List each line from the entries below that contains the word "water", copying every such line in full.

_____

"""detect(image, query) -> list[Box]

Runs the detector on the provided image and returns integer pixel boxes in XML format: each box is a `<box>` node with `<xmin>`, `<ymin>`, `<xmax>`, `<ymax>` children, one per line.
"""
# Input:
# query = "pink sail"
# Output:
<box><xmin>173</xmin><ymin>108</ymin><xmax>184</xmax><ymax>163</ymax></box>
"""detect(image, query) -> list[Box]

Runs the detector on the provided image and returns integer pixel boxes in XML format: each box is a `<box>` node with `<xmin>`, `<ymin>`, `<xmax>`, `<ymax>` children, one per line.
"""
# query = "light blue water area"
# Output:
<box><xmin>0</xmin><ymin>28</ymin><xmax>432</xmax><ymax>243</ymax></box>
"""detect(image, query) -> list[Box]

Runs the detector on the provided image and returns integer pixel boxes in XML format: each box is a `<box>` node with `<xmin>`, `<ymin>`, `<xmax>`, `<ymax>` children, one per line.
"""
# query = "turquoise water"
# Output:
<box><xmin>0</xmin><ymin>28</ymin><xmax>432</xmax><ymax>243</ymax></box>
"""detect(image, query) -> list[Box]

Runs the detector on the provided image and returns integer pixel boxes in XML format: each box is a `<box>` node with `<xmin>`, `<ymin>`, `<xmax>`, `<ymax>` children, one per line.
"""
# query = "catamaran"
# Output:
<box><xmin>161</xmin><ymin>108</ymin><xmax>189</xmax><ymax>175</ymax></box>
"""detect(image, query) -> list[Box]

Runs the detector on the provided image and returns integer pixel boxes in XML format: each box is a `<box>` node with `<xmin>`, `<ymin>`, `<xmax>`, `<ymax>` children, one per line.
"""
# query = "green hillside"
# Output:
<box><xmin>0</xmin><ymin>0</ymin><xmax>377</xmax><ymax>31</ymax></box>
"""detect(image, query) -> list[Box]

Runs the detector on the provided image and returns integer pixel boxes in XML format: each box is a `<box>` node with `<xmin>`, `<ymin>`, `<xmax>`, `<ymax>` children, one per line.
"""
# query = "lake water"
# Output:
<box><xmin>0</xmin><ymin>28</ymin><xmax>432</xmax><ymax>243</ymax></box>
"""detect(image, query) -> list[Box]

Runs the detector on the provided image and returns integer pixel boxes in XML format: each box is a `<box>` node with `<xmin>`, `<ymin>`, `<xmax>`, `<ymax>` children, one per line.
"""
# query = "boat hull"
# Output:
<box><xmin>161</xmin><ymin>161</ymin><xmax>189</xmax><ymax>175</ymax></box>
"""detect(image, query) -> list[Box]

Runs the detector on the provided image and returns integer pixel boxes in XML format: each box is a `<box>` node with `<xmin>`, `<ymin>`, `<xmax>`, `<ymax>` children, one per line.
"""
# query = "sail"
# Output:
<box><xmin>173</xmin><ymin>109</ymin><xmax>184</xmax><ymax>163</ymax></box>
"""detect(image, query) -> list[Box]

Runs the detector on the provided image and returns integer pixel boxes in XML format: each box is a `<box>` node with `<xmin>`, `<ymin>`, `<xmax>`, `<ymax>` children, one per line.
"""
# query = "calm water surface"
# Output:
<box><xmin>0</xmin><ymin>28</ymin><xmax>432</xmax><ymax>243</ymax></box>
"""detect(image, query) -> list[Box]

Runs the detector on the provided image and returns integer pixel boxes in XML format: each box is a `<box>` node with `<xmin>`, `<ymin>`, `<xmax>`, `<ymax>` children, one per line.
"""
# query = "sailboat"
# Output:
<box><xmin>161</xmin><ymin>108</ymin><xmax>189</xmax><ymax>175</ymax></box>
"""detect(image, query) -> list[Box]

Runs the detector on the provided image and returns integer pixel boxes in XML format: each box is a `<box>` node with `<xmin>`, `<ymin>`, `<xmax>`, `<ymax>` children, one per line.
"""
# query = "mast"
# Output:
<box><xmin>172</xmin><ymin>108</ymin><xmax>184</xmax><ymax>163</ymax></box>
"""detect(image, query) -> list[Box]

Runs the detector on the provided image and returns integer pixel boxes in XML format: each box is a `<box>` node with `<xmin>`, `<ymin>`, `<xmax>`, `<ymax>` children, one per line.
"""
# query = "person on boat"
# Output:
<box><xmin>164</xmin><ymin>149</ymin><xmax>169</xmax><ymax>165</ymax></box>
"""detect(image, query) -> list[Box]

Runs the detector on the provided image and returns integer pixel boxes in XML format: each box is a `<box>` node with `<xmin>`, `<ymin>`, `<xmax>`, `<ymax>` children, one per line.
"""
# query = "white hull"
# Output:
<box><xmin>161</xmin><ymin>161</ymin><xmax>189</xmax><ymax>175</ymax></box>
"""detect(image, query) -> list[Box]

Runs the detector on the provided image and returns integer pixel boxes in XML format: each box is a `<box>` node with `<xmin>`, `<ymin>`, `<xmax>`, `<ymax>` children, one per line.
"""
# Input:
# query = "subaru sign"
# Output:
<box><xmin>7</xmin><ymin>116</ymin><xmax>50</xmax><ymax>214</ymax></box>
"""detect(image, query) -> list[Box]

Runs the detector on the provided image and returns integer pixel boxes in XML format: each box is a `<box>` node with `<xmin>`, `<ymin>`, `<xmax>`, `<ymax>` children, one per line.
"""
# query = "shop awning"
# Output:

_____

Output for this task:
# query = "light blue water area"
# query = "turquoise water"
# query = "lake water"
# query = "calm water surface"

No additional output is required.